[Segmentation dataset excerpts]

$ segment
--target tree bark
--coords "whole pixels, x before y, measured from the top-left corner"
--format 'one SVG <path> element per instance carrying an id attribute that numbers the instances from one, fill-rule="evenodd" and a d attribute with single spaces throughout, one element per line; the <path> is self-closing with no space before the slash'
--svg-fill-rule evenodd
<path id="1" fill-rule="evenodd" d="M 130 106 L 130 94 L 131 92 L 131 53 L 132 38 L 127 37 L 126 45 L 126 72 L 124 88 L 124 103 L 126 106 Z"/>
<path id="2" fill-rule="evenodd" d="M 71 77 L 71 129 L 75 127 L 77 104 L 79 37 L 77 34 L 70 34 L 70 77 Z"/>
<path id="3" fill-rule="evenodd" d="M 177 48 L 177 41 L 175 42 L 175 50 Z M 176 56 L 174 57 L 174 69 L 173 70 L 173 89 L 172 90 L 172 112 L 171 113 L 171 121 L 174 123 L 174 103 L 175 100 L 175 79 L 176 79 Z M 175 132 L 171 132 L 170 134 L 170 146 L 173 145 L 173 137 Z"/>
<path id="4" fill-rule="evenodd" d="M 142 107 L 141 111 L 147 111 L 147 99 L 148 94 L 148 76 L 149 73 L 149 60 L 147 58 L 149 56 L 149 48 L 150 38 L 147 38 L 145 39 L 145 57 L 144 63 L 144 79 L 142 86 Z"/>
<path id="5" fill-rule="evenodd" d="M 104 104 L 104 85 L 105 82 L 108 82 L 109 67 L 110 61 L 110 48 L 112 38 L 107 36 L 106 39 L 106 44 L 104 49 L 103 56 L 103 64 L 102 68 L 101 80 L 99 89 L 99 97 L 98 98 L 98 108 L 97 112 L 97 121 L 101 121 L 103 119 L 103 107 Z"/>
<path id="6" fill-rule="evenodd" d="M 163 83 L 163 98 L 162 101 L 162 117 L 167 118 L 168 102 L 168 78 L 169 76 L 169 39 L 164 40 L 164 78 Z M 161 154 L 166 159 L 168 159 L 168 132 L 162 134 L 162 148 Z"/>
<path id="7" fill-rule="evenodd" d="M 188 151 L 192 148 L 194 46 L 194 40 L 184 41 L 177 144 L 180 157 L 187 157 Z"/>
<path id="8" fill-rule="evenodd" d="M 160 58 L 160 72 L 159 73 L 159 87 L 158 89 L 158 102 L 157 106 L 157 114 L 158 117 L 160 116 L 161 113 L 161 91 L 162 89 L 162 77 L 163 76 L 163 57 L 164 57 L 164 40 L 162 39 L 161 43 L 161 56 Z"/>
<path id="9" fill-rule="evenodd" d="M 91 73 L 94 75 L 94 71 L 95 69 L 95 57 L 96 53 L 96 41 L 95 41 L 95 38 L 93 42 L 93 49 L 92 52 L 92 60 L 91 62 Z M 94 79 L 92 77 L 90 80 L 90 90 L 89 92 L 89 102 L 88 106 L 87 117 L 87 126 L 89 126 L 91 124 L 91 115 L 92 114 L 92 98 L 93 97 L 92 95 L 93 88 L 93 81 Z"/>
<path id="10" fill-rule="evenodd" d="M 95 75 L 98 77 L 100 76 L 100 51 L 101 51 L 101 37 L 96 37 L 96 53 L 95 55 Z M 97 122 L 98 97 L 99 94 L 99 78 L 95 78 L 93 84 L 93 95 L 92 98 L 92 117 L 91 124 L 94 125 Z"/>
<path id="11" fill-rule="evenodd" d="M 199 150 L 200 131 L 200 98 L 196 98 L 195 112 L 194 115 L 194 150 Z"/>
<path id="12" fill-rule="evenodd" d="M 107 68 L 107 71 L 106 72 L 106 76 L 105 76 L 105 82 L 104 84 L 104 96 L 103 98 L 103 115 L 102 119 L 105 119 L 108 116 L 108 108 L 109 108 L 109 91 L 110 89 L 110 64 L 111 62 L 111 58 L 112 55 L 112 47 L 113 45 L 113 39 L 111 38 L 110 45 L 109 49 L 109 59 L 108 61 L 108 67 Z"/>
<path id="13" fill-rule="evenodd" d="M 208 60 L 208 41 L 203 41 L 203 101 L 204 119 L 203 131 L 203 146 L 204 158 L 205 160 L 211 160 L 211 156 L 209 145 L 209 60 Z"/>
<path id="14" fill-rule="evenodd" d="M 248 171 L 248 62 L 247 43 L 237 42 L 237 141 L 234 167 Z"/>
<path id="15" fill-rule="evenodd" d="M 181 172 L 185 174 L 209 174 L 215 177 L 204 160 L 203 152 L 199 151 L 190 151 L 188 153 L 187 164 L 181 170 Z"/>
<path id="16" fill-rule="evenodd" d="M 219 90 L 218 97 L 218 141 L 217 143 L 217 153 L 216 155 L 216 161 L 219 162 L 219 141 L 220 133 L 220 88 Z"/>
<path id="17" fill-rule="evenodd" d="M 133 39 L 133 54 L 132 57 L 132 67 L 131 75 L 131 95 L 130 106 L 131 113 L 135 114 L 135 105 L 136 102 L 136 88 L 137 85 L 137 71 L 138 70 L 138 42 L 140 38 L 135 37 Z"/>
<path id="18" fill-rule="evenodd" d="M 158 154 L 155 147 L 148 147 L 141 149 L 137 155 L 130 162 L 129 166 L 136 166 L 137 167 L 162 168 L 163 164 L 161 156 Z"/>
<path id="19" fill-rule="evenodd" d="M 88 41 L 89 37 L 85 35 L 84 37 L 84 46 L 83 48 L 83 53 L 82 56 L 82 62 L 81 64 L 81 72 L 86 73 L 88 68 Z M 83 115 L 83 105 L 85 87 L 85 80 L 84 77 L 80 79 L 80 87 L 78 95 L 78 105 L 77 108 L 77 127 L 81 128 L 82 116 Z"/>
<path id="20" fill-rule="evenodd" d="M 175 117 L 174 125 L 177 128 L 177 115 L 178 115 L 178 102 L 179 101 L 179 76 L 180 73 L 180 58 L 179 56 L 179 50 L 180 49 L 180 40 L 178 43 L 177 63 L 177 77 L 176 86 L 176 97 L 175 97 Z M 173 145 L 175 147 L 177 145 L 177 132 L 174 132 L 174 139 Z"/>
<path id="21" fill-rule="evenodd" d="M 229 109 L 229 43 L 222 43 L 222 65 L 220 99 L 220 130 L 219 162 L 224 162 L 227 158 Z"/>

**Goal**:
Find every line in the records above that contains the word "before", and copy each of those lines.

**Exercise output**:
--coords "whole pixels, x before y, measured from the top-left corner"
--format 'one SVG <path> element per instance carrying an id attribute that numbers the instances from one, fill-rule="evenodd" and a d attribute with single spaces throughout, one element per line; the <path> is self-closing with no space before the slash'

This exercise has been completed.